→ Information given:

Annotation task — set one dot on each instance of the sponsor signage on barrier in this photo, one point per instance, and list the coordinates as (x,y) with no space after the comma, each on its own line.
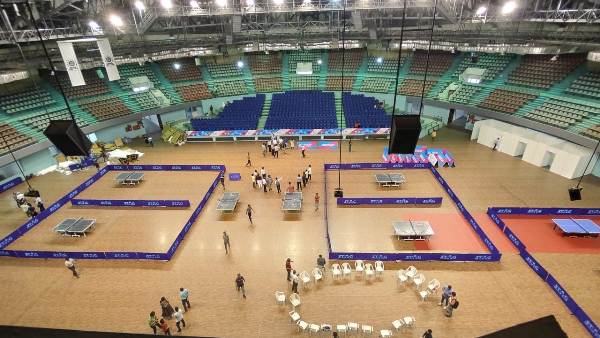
(380,201)
(15,181)
(132,203)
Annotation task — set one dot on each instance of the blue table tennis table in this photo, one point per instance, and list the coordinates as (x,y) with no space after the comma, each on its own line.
(577,227)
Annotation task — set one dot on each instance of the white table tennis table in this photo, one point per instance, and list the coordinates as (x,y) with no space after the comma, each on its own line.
(75,227)
(228,202)
(390,180)
(413,230)
(130,178)
(292,202)
(577,227)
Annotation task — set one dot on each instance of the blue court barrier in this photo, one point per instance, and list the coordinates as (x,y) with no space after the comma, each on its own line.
(20,231)
(556,287)
(493,255)
(132,203)
(383,201)
(7,185)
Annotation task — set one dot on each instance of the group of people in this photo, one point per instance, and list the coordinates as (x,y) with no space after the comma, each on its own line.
(168,312)
(26,206)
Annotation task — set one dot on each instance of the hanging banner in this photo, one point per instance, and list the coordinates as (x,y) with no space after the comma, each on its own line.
(71,64)
(108,60)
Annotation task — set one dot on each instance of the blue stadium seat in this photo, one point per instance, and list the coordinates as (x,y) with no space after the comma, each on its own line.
(362,109)
(237,115)
(302,110)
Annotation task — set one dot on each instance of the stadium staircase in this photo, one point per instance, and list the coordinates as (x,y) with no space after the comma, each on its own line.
(265,112)
(339,110)
(446,78)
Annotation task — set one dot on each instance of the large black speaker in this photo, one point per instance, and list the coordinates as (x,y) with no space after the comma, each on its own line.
(575,194)
(68,138)
(405,134)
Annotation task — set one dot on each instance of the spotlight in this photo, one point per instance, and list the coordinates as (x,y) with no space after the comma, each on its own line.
(139,5)
(115,20)
(509,7)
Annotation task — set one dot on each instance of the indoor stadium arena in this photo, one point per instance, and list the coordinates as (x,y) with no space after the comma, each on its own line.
(157,161)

→ What is needed: With the pictures removed, the entries above should be transcribed exactly.

→ Answer area:
Annotation task — set one dot on each instance of the sponsor signage on barrier in this photo, one point per instance, and list the coordinates as (x,y) with no space after the comma, each on its own line.
(380,201)
(15,181)
(132,203)
Annotation task — set one dot on each instance of the blue table tennis table in this photo, one point per instance, and list the coordinates as (x,y) with no space after the comma, each on its own line.
(577,227)
Annotation task — set one dot on each instance of the white table tennis table in this photo, one point per instance, and list the coordinates as (x,y) with no space after the comma, each on its own line.
(75,227)
(228,202)
(390,180)
(413,230)
(130,178)
(292,202)
(577,227)
Annotation task — set one dot on each instance of the blue court barrier in this photo, one point per instance, and list the coordinates as (x,y) with no space after the comma, each on its own line.
(20,231)
(556,287)
(493,255)
(132,203)
(383,201)
(7,185)
Annotation task — set one dot on each instance of the group of people in this photo, one point per instance, and list the coordinates as (x,y) with no space after the comma, each on its own line.
(168,312)
(26,206)
Annotation task — set one dot on each instance of the hanging banner in this photo, one point per instance, and list the coordinates as (x,y) with no space after the comma, each on its own line.
(71,64)
(108,60)
Annotation task — set one dot on each instance of the blue stadium seat in this photo, one point per instance, and list the coordinates as (x,y) with no space after the comma, each on its own line.
(362,109)
(237,115)
(302,110)
Annotation task — set one dot on each instance of the stadium staircase in this photo, one point per instance, and list the coordinates as (x,y) with no space after the comma, each on its own line.
(265,112)
(339,110)
(446,78)
Annotation task — set one dot on each instance of the large black speaker in this photo, one point per instance, and list the coordinates as (x,y) with no space after the comma, each on its own line.
(575,194)
(68,138)
(405,134)
Annotation task — set one dot on each instance of the spotlight in this photo, one point per instance, and list the coordinates as (x,y) with no space after the comma, each on its own line.
(139,5)
(115,20)
(509,7)
Annotation task — set one dot on each instance of the indoor stadium arena in this photo, one point per instance, and list the coordinates as (x,y) with no space after the comma, each on its own line.
(157,161)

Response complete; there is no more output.